- AIM OF THE EXERCISE -
Please render the items below as a JSON list of strings, one string per line with blank lines omitted. Cover only the part that opens with the line containing "Would you say there is any tree in" and closes with the line containing "left=0, top=203, right=200, bottom=267", both lines included.
--- DATA ENTRIES ---
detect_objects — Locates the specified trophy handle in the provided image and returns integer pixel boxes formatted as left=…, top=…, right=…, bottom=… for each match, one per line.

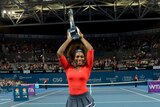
left=68, top=9, right=75, bottom=28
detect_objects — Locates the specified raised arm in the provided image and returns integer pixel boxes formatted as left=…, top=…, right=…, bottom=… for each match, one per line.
left=57, top=32, right=72, bottom=57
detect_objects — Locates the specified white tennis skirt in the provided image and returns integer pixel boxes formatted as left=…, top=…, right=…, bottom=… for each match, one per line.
left=66, top=92, right=95, bottom=107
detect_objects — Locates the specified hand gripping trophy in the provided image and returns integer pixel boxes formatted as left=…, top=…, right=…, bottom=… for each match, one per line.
left=68, top=9, right=80, bottom=40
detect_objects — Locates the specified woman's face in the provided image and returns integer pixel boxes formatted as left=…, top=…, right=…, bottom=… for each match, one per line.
left=74, top=52, right=85, bottom=66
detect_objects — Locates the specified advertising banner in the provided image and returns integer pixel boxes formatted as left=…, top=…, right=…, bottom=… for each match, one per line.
left=13, top=86, right=29, bottom=101
left=148, top=80, right=160, bottom=93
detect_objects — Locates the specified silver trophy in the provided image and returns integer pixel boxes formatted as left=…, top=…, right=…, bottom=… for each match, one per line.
left=68, top=9, right=80, bottom=40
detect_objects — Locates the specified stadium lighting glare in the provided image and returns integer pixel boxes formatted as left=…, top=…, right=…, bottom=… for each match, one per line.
left=12, top=11, right=15, bottom=14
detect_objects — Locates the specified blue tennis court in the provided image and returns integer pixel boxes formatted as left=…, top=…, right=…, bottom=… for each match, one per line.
left=0, top=85, right=160, bottom=107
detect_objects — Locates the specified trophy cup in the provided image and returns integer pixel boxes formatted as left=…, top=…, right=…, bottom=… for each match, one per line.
left=68, top=9, right=80, bottom=40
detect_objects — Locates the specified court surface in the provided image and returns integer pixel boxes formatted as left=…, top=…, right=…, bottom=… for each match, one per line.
left=0, top=85, right=160, bottom=107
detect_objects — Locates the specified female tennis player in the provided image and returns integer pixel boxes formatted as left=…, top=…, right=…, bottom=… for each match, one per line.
left=57, top=29, right=95, bottom=107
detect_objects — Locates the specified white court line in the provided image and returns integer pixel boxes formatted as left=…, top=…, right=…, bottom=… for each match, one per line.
left=11, top=90, right=63, bottom=107
left=120, top=88, right=160, bottom=101
left=0, top=99, right=11, bottom=101
left=12, top=100, right=159, bottom=105
left=134, top=88, right=160, bottom=95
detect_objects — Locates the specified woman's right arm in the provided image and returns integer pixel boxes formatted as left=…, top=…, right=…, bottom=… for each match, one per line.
left=57, top=33, right=72, bottom=57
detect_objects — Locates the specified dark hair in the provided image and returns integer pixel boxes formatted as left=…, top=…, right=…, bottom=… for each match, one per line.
left=66, top=43, right=87, bottom=62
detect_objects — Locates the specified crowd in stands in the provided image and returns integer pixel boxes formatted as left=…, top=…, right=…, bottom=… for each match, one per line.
left=0, top=35, right=160, bottom=70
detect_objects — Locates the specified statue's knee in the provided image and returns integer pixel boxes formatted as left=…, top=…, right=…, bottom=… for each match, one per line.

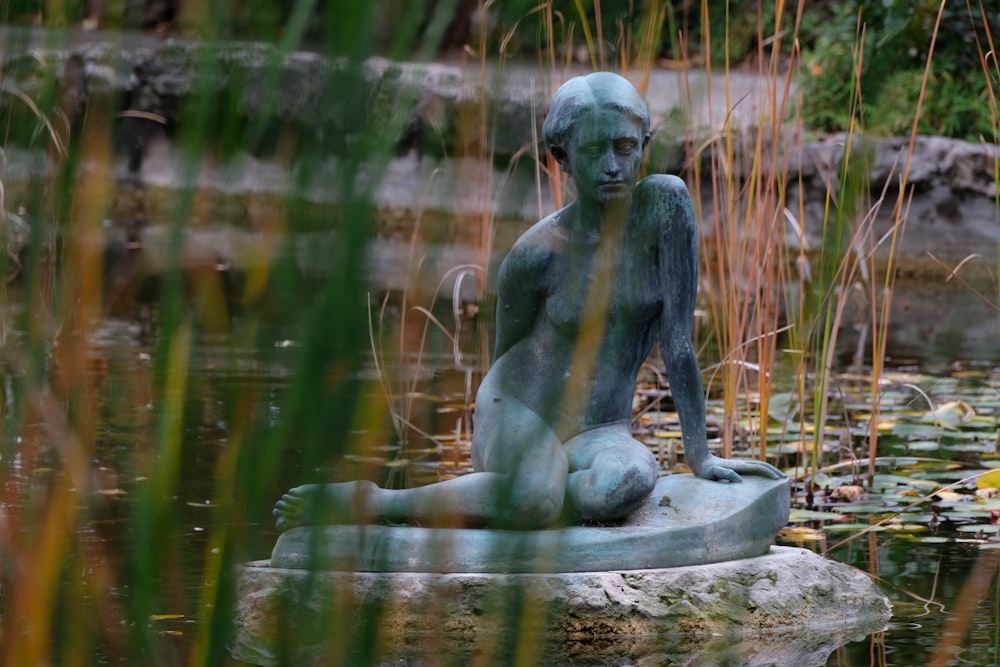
left=508, top=489, right=565, bottom=528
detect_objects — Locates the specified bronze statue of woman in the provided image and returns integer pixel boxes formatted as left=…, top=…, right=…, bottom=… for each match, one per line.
left=274, top=72, right=782, bottom=530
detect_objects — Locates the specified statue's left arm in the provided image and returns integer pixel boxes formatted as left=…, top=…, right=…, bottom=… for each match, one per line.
left=643, top=175, right=784, bottom=482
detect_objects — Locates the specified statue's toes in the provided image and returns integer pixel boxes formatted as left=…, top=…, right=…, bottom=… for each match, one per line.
left=274, top=510, right=298, bottom=533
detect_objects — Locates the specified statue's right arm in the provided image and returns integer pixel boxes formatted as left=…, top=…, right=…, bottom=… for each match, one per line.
left=493, top=239, right=545, bottom=361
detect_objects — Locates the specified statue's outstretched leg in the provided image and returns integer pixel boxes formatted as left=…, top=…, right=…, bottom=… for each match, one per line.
left=565, top=423, right=659, bottom=521
left=274, top=388, right=569, bottom=531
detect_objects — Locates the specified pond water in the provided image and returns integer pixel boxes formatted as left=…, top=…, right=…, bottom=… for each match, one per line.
left=7, top=294, right=1000, bottom=665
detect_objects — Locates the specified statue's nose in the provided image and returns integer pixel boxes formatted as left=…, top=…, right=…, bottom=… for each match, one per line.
left=604, top=155, right=622, bottom=176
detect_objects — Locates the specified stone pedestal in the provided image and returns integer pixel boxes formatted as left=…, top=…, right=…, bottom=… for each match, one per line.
left=231, top=547, right=890, bottom=667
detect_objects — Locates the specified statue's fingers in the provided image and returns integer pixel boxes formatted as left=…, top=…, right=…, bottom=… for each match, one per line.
left=274, top=496, right=302, bottom=513
left=712, top=466, right=743, bottom=484
left=743, top=461, right=785, bottom=479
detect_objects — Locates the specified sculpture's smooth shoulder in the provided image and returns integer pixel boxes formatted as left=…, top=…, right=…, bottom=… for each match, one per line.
left=500, top=211, right=563, bottom=278
left=635, top=174, right=695, bottom=232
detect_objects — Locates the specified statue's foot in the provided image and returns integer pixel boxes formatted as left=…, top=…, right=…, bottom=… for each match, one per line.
left=272, top=484, right=323, bottom=533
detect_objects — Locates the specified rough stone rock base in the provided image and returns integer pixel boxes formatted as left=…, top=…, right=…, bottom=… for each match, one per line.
left=231, top=547, right=890, bottom=667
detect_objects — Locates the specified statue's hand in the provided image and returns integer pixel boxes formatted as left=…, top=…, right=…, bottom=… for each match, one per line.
left=694, top=454, right=785, bottom=483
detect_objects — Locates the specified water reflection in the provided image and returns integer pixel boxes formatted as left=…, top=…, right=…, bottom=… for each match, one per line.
left=3, top=306, right=1000, bottom=666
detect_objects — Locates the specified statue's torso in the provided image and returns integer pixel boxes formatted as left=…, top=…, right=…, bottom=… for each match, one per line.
left=490, top=196, right=663, bottom=440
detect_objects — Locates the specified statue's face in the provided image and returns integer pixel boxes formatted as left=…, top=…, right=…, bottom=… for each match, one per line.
left=566, top=109, right=647, bottom=204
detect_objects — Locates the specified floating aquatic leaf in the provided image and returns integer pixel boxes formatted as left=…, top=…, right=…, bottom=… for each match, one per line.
left=905, top=440, right=941, bottom=452
left=955, top=524, right=1000, bottom=535
left=829, top=484, right=865, bottom=503
left=826, top=523, right=885, bottom=533
left=837, top=503, right=889, bottom=514
left=788, top=509, right=844, bottom=523
left=922, top=400, right=976, bottom=428
left=976, top=470, right=1000, bottom=489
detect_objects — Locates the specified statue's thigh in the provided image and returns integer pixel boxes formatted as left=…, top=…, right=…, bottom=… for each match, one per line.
left=472, top=380, right=567, bottom=478
left=563, top=424, right=656, bottom=473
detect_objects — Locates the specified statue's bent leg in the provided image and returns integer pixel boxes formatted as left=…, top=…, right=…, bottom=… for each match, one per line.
left=565, top=423, right=658, bottom=521
left=274, top=383, right=568, bottom=531
left=472, top=376, right=569, bottom=529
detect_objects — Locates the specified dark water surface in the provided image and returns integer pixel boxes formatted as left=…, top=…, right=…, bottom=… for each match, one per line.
left=15, top=320, right=1000, bottom=666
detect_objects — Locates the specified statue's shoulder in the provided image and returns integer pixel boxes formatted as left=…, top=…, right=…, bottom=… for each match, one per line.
left=636, top=174, right=691, bottom=200
left=635, top=174, right=695, bottom=235
left=507, top=209, right=565, bottom=261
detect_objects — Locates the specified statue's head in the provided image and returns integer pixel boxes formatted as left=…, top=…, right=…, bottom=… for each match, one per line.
left=542, top=72, right=649, bottom=201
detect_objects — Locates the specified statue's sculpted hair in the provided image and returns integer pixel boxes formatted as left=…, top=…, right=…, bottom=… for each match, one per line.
left=542, top=72, right=649, bottom=151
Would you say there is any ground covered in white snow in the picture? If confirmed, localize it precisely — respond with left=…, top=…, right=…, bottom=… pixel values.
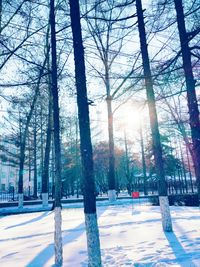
left=0, top=201, right=200, bottom=267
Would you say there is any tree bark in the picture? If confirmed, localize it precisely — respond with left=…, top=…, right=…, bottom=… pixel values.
left=50, top=0, right=63, bottom=266
left=33, top=112, right=38, bottom=198
left=140, top=124, right=148, bottom=195
left=174, top=0, right=200, bottom=205
left=136, top=0, right=172, bottom=232
left=69, top=0, right=101, bottom=267
left=42, top=92, right=52, bottom=206
left=106, top=96, right=116, bottom=201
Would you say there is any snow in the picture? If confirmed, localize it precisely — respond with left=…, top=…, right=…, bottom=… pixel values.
left=0, top=200, right=200, bottom=267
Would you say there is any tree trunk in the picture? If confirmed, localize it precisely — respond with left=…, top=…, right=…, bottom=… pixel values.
left=69, top=0, right=101, bottom=267
left=174, top=0, right=200, bottom=204
left=50, top=0, right=63, bottom=266
left=136, top=0, right=172, bottom=232
left=106, top=95, right=116, bottom=201
left=42, top=89, right=52, bottom=207
left=140, top=124, right=148, bottom=195
left=33, top=112, right=38, bottom=199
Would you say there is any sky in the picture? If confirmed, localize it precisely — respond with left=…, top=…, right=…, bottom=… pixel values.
left=0, top=200, right=200, bottom=267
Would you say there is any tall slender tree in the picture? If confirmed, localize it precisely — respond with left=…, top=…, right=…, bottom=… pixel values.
left=50, top=0, right=63, bottom=266
left=174, top=0, right=200, bottom=204
left=136, top=0, right=172, bottom=232
left=69, top=0, right=101, bottom=267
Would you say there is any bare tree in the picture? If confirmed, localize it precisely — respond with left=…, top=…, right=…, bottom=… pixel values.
left=136, top=0, right=172, bottom=232
left=50, top=0, right=63, bottom=266
left=69, top=0, right=101, bottom=267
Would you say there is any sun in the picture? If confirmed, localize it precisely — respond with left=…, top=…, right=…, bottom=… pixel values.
left=114, top=105, right=143, bottom=134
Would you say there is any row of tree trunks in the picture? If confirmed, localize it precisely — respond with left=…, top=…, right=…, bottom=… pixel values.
left=50, top=0, right=63, bottom=266
left=174, top=0, right=200, bottom=204
left=69, top=0, right=101, bottom=267
left=136, top=0, right=172, bottom=232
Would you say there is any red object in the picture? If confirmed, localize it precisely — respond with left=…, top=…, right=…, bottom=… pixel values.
left=132, top=192, right=140, bottom=198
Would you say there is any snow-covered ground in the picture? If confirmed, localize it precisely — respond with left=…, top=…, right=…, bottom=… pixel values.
left=0, top=201, right=200, bottom=267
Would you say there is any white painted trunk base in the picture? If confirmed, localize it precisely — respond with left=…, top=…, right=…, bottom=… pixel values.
left=85, top=213, right=101, bottom=267
left=42, top=193, right=48, bottom=208
left=54, top=207, right=63, bottom=267
left=159, top=196, right=172, bottom=232
left=18, top=194, right=24, bottom=209
left=108, top=189, right=117, bottom=202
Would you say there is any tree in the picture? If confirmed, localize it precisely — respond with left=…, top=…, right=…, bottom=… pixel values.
left=136, top=0, right=172, bottom=232
left=49, top=0, right=63, bottom=266
left=174, top=0, right=200, bottom=204
left=69, top=0, right=101, bottom=267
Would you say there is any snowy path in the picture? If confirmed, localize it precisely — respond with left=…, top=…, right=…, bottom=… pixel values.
left=0, top=203, right=200, bottom=267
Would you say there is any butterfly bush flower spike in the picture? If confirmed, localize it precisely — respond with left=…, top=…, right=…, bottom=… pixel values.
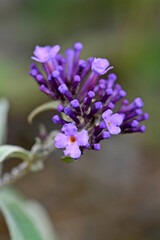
left=30, top=42, right=149, bottom=159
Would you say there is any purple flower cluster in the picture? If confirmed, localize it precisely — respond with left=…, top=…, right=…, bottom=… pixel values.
left=30, top=43, right=148, bottom=159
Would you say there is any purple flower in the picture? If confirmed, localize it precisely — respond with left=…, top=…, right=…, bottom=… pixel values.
left=55, top=123, right=89, bottom=159
left=32, top=45, right=60, bottom=63
left=30, top=42, right=148, bottom=159
left=92, top=58, right=113, bottom=75
left=102, top=109, right=123, bottom=134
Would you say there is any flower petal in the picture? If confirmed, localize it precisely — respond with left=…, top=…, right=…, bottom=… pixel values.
left=92, top=58, right=109, bottom=75
left=107, top=124, right=121, bottom=135
left=50, top=45, right=60, bottom=58
left=75, top=130, right=89, bottom=146
left=64, top=143, right=81, bottom=159
left=110, top=113, right=123, bottom=126
left=54, top=133, right=69, bottom=148
left=61, top=123, right=77, bottom=137
left=102, top=109, right=113, bottom=122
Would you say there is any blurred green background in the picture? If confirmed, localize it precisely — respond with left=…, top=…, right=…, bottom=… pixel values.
left=0, top=0, right=160, bottom=240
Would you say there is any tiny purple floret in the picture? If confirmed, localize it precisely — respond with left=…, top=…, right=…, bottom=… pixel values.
left=91, top=58, right=113, bottom=75
left=31, top=45, right=60, bottom=63
left=102, top=109, right=123, bottom=134
left=55, top=123, right=89, bottom=159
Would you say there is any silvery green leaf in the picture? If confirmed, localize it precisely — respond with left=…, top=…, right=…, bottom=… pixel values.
left=28, top=101, right=60, bottom=123
left=0, top=145, right=32, bottom=163
left=0, top=188, right=56, bottom=240
left=0, top=98, right=9, bottom=145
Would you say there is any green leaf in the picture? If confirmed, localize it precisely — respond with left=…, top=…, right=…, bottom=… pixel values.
left=61, top=156, right=75, bottom=163
left=0, top=188, right=56, bottom=240
left=0, top=98, right=9, bottom=145
left=0, top=145, right=31, bottom=163
left=28, top=101, right=60, bottom=124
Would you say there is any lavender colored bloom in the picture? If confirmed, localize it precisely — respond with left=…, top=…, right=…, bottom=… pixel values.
left=30, top=42, right=148, bottom=159
left=55, top=123, right=89, bottom=159
left=92, top=58, right=113, bottom=75
left=32, top=45, right=60, bottom=63
left=102, top=109, right=123, bottom=134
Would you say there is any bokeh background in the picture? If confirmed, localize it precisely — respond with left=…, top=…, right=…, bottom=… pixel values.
left=0, top=0, right=160, bottom=240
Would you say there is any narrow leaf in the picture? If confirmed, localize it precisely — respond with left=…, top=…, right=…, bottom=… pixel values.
left=0, top=189, right=56, bottom=240
left=0, top=145, right=31, bottom=163
left=28, top=101, right=60, bottom=124
left=0, top=98, right=9, bottom=145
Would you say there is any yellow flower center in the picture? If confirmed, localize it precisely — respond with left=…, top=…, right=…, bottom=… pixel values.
left=69, top=137, right=76, bottom=143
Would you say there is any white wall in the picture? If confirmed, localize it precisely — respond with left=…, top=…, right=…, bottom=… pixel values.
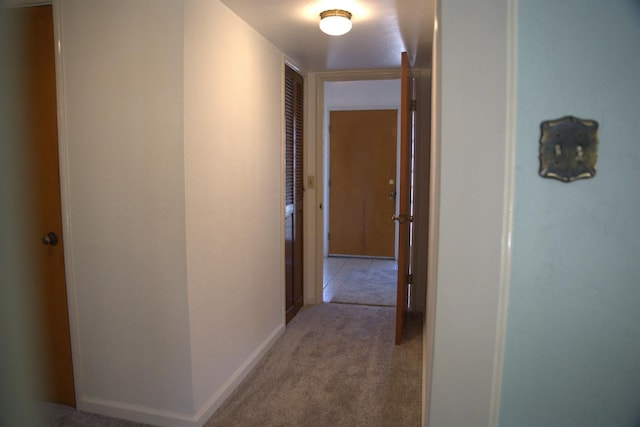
left=56, top=0, right=284, bottom=426
left=426, top=0, right=510, bottom=427
left=500, top=0, right=640, bottom=426
left=61, top=0, right=193, bottom=414
left=184, top=0, right=284, bottom=418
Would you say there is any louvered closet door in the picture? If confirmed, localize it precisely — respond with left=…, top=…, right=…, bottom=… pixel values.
left=285, top=66, right=304, bottom=323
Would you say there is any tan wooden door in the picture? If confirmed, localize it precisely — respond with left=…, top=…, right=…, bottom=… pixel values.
left=329, top=110, right=398, bottom=258
left=394, top=52, right=413, bottom=344
left=20, top=6, right=75, bottom=406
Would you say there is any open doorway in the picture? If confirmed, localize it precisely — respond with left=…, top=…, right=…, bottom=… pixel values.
left=321, top=75, right=400, bottom=306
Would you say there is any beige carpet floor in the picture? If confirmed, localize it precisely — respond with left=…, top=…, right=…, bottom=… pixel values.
left=206, top=304, right=422, bottom=427
left=33, top=304, right=422, bottom=427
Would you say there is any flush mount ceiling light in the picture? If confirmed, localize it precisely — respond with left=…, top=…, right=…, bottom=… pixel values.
---
- CORRECT ANSWER -
[
  "Would you say there is any tree in the picture? If confirmed, localize it precisely — respond with left=…, top=…, right=…, bottom=… pixel values.",
  "left=136, top=0, right=172, bottom=232",
  "left=49, top=0, right=63, bottom=266",
  "left=174, top=0, right=200, bottom=204",
  "left=69, top=0, right=101, bottom=267",
  "Would you say there is any snowy path in the picture? If confirmed, localize it precisely — respond with left=…, top=…, right=…, bottom=… pixel values.",
  "left=0, top=203, right=200, bottom=267"
]